* _Aim_
Rewrite the stretch of lines from the one containing "Note to the class: find each instance of the blue" through the final line, requests included, and shift every point coordinate in the answers by -36.

* _Dataset entries_
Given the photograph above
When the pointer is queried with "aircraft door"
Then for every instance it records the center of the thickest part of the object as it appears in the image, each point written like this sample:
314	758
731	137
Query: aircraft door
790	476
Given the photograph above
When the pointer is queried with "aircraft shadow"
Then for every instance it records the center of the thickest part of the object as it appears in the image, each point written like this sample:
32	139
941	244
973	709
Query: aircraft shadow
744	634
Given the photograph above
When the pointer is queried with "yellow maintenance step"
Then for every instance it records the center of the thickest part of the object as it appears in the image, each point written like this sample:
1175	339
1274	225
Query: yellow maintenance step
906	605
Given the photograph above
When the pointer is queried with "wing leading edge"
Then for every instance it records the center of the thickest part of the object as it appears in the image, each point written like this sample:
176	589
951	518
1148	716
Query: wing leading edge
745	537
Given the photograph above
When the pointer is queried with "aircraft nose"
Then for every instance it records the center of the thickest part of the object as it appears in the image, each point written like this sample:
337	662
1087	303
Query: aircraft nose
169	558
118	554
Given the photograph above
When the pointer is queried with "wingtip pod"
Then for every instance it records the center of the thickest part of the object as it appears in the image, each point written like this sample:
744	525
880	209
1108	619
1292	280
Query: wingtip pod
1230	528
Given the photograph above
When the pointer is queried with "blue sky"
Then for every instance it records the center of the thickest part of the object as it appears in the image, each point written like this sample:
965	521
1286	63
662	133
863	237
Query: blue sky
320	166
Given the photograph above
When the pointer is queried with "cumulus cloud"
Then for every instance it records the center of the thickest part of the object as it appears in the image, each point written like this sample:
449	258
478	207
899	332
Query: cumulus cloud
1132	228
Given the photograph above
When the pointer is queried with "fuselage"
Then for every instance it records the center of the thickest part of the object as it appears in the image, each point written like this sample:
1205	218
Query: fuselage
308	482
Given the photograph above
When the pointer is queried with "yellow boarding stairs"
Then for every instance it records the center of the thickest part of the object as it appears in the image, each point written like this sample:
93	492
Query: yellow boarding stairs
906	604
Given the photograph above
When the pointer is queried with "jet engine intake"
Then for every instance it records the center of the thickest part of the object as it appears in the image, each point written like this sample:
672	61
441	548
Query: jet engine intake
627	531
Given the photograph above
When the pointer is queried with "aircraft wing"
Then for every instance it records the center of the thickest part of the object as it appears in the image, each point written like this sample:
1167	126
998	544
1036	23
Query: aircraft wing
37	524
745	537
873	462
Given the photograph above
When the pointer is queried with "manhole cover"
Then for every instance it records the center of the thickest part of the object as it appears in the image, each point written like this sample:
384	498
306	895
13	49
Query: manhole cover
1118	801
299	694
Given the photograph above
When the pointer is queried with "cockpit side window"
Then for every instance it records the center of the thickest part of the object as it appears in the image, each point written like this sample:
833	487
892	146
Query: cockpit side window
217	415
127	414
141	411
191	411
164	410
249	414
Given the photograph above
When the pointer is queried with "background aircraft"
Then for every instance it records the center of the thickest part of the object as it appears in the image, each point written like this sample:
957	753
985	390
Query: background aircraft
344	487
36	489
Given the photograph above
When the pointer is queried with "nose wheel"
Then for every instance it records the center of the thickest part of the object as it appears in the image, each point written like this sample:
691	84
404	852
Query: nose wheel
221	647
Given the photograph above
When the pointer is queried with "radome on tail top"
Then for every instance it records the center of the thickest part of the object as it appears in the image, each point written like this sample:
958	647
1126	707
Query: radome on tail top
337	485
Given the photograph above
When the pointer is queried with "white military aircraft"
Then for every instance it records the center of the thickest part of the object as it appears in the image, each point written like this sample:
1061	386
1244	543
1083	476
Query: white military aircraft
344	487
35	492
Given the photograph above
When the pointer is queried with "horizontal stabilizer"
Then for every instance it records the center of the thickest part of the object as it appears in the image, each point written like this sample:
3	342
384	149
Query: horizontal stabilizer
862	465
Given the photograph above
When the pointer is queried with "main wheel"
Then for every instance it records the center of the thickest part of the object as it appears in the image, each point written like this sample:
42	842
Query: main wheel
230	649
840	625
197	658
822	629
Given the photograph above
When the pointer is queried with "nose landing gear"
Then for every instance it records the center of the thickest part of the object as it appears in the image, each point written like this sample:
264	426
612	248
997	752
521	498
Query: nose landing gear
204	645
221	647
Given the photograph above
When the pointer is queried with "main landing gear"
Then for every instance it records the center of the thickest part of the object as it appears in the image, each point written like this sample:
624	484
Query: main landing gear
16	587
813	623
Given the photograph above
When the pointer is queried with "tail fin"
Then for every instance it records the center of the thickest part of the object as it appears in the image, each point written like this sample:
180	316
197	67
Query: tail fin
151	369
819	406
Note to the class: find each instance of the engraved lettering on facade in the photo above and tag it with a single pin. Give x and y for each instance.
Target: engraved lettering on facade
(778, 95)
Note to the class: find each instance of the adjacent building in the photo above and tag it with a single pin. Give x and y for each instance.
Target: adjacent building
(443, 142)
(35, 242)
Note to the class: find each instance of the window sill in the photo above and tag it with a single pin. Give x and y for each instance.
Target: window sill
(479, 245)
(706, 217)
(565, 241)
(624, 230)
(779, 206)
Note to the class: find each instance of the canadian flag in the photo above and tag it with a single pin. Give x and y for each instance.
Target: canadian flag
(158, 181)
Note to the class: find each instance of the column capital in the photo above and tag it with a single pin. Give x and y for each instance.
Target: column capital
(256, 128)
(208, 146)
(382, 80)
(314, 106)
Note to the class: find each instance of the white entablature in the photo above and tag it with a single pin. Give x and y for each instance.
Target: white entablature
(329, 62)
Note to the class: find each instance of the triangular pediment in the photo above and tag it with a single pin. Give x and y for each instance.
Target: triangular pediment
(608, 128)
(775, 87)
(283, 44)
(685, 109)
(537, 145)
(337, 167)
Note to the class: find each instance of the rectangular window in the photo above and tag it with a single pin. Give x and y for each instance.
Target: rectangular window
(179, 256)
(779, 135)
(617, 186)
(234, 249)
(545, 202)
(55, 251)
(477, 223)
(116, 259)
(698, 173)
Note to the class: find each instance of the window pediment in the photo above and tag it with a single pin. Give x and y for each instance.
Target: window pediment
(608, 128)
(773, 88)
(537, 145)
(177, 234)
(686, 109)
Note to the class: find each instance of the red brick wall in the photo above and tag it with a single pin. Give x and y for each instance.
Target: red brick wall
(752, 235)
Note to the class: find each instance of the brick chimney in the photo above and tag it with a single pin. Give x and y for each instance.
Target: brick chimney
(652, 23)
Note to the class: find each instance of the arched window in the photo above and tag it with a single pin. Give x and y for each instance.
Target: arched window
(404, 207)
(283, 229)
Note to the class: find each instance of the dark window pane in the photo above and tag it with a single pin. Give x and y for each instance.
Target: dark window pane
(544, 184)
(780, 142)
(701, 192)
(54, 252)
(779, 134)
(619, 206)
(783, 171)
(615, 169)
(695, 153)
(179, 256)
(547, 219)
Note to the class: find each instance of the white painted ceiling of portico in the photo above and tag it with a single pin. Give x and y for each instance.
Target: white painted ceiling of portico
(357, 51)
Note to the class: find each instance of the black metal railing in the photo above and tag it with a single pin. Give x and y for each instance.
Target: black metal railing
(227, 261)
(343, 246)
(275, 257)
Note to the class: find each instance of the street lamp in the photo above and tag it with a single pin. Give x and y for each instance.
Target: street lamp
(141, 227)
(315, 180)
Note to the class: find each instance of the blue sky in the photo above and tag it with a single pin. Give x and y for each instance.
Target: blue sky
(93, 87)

* _Response below_
Note to the class: find each instance of the blue sky in the photo above and tag it with a single pin. Give x and y for each instance.
Target: blue sky
(57, 51)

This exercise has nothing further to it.